_Given problem_.
Identify every line in the listing below that contains the string "Target", and copy each of those lines.

_Data to use_.
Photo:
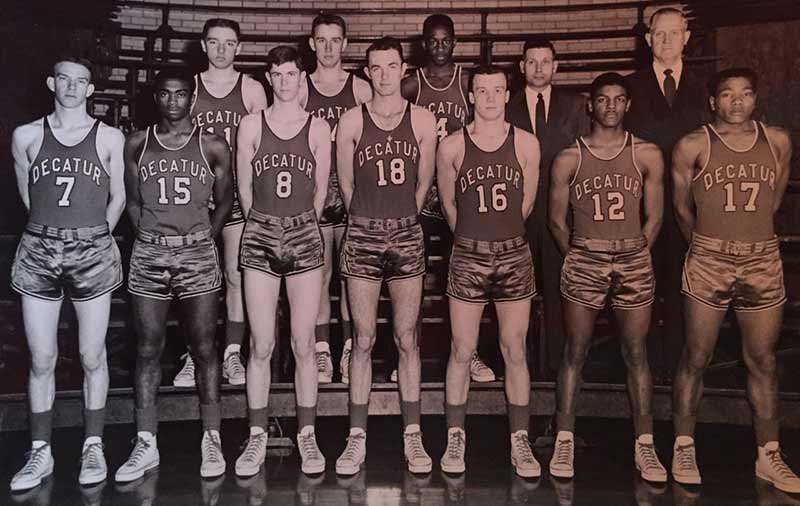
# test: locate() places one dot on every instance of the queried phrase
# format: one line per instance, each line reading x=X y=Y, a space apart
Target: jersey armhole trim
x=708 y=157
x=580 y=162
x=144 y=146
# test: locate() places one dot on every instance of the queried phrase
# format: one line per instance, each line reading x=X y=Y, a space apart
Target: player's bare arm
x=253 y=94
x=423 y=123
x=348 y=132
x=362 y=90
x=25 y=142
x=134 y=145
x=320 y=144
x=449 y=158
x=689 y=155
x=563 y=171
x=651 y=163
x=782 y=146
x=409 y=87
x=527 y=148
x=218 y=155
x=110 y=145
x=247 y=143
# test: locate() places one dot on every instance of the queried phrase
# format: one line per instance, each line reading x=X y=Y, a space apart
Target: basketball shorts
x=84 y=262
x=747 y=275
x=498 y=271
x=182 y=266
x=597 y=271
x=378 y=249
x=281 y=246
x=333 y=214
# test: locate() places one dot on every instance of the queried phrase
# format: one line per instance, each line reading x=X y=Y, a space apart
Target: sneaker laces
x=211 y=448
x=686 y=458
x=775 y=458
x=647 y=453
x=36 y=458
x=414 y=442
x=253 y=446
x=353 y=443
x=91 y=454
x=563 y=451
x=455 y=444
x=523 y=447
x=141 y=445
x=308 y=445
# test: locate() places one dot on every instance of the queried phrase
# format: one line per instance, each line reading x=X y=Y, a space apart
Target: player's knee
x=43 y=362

---

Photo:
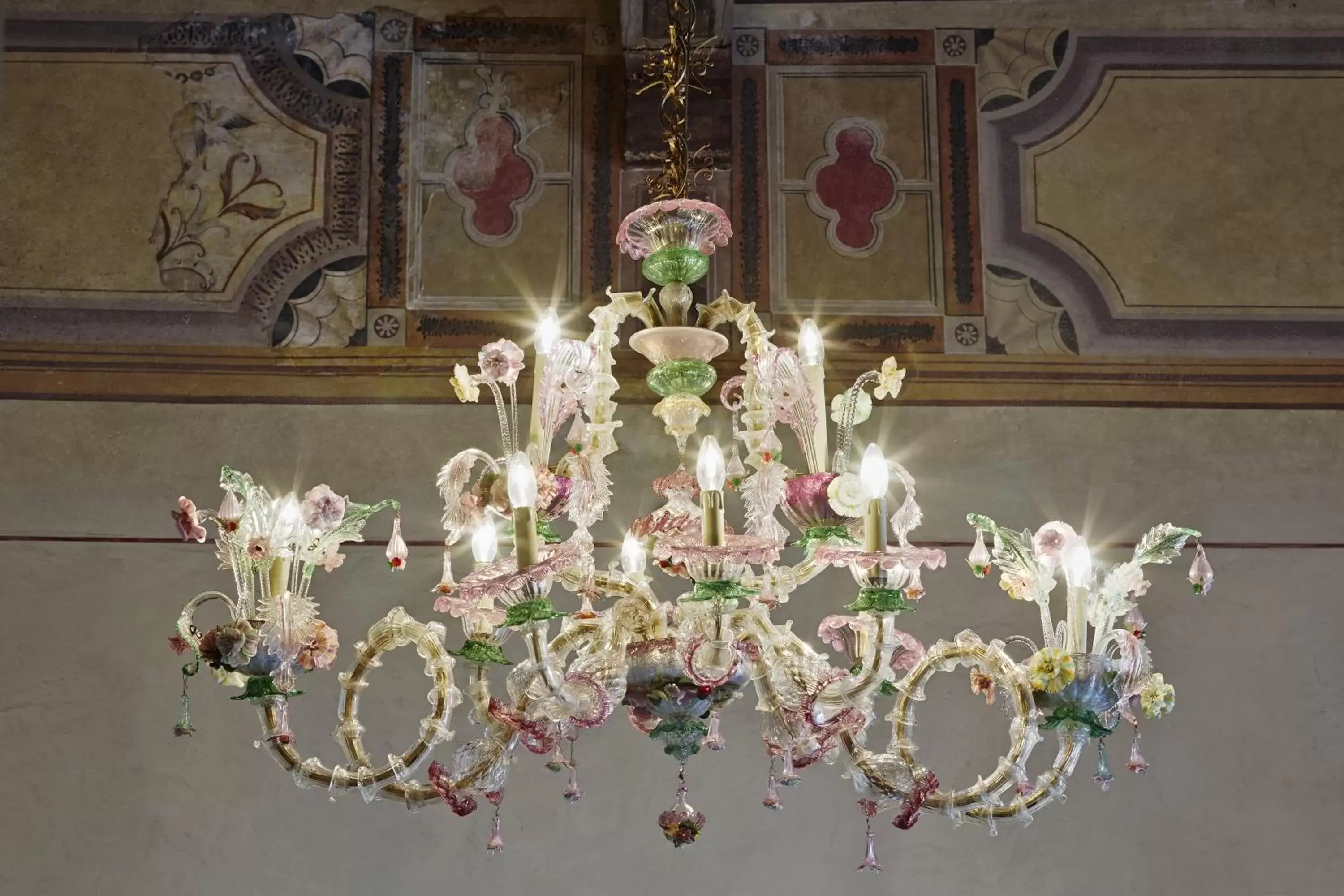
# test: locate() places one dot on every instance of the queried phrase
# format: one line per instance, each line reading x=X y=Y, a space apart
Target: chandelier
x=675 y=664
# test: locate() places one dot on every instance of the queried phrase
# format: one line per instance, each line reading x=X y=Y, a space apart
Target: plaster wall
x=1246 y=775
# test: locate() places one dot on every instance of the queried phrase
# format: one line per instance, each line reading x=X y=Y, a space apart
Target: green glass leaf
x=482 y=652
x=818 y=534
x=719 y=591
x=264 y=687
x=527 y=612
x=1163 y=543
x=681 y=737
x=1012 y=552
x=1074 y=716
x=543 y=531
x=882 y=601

_Response to this exercise_.
Target: jersey armhole trim
Target: player's bare arm
Target: basketball shorts
Target: sneaker laces
Target: player's knee
Target: chandelier
Target: plaster wall
Target: green glass leaf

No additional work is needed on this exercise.